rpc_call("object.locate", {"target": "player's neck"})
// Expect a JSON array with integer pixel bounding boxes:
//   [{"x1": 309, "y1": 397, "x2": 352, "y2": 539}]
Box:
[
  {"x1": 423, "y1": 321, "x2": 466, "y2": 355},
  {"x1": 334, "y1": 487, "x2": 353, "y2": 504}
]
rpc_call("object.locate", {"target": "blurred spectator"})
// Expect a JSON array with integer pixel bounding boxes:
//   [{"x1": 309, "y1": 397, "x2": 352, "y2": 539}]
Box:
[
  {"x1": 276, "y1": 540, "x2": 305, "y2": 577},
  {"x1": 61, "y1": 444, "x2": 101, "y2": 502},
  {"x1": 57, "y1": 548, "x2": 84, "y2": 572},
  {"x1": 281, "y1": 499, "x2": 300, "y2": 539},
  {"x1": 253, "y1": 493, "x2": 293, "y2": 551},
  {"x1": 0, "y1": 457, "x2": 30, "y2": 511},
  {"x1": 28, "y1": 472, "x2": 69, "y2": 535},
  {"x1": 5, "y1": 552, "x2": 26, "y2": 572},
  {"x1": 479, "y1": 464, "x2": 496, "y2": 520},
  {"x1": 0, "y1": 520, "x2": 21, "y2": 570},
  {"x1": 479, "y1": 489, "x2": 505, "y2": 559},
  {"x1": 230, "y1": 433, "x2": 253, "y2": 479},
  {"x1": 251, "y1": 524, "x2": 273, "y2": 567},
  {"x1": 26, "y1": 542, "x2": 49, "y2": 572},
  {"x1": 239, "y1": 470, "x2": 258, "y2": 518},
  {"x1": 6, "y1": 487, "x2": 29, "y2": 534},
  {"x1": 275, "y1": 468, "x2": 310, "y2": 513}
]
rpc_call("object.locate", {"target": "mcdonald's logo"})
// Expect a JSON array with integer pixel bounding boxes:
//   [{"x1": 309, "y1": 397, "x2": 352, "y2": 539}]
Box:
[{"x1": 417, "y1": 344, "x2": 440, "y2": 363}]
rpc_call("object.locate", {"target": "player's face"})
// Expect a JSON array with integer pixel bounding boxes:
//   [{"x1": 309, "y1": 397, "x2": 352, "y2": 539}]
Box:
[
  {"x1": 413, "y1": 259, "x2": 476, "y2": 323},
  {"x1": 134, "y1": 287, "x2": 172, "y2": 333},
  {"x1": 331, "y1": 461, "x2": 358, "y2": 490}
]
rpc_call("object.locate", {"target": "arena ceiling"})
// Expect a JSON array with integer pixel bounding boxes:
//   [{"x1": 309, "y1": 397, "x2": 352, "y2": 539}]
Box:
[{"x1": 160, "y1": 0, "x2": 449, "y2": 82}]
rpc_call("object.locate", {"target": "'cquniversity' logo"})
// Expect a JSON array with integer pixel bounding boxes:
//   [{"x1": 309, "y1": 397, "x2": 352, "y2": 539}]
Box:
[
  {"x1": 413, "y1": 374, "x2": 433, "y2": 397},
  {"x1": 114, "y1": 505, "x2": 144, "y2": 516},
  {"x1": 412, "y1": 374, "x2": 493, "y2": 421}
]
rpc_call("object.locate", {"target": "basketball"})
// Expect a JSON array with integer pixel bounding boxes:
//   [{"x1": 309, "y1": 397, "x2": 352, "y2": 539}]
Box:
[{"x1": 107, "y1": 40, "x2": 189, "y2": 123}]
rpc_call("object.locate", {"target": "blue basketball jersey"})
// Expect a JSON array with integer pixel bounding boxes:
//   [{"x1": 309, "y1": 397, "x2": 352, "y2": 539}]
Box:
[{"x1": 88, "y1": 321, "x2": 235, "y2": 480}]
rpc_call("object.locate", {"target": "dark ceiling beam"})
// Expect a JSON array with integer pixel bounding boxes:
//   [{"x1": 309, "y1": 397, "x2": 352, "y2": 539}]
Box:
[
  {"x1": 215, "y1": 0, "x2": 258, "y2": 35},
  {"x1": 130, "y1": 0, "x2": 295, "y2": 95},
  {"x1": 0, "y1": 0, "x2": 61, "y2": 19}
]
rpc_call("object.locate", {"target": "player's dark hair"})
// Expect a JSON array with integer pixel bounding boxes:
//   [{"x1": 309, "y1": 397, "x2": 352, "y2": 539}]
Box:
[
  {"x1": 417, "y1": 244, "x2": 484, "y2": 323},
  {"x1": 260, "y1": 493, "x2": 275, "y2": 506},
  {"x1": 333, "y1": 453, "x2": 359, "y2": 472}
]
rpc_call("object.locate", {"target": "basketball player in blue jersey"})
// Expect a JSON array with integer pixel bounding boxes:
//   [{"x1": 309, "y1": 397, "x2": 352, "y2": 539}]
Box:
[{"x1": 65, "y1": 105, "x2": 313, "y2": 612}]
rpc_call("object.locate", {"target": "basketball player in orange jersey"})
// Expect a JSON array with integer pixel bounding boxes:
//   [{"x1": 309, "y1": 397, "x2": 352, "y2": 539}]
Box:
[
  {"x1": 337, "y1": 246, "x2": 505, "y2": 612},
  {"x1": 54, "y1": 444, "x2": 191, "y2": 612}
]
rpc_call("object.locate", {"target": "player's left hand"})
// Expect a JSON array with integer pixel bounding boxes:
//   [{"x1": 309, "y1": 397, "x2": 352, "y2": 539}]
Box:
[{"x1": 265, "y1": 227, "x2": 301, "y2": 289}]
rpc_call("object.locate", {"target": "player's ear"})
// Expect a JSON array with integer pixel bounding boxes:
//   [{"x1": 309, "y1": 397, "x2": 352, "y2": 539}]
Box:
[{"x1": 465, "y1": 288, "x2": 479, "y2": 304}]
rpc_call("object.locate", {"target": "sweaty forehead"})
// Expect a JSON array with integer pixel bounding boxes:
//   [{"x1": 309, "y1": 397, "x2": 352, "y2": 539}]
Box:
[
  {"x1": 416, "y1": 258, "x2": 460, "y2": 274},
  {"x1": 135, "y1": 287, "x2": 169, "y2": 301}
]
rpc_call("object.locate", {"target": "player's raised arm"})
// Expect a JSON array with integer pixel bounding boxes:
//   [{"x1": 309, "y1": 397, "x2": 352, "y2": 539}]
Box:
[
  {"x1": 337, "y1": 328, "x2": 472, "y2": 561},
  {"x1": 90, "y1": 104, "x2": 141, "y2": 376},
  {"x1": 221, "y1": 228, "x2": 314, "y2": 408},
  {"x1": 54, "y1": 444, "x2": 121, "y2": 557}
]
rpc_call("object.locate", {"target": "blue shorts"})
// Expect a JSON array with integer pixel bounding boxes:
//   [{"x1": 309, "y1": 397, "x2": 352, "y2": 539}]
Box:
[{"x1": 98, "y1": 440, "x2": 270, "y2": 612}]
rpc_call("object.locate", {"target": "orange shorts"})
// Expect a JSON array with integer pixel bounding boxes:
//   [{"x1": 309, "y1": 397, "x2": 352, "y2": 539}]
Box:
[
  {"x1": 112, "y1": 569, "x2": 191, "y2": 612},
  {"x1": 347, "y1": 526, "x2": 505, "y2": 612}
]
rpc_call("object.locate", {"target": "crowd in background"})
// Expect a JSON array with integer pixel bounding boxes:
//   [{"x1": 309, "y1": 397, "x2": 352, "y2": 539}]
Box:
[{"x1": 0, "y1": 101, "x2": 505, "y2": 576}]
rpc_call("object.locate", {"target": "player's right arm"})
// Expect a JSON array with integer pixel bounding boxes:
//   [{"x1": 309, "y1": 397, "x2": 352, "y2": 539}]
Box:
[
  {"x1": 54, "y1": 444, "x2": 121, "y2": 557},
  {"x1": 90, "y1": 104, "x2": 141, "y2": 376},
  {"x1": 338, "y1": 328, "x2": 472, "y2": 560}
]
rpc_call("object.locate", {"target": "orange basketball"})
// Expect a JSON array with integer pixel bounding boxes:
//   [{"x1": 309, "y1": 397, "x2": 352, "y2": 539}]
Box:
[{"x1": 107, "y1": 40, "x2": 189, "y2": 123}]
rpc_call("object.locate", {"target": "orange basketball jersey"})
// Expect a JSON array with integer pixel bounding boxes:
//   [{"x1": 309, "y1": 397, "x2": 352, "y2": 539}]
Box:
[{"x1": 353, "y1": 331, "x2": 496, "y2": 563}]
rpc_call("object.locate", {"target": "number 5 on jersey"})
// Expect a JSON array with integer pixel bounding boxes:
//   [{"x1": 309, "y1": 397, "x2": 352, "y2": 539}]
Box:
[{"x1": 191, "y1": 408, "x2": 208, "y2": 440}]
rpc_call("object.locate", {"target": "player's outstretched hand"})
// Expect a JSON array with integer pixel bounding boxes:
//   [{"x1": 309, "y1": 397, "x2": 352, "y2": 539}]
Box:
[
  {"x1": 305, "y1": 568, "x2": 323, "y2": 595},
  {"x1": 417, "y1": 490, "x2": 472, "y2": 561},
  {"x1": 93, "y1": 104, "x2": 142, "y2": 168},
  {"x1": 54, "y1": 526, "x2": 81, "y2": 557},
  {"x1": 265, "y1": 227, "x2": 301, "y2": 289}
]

_____

Task prompt: Please return every line of the data above that contains the string "logo", copied in full. Case counts.

Reply:
rpc_call("object.locate", {"target": "mcdonald's logo"})
rpc_call("object.locate", {"target": "'cquniversity' logo"})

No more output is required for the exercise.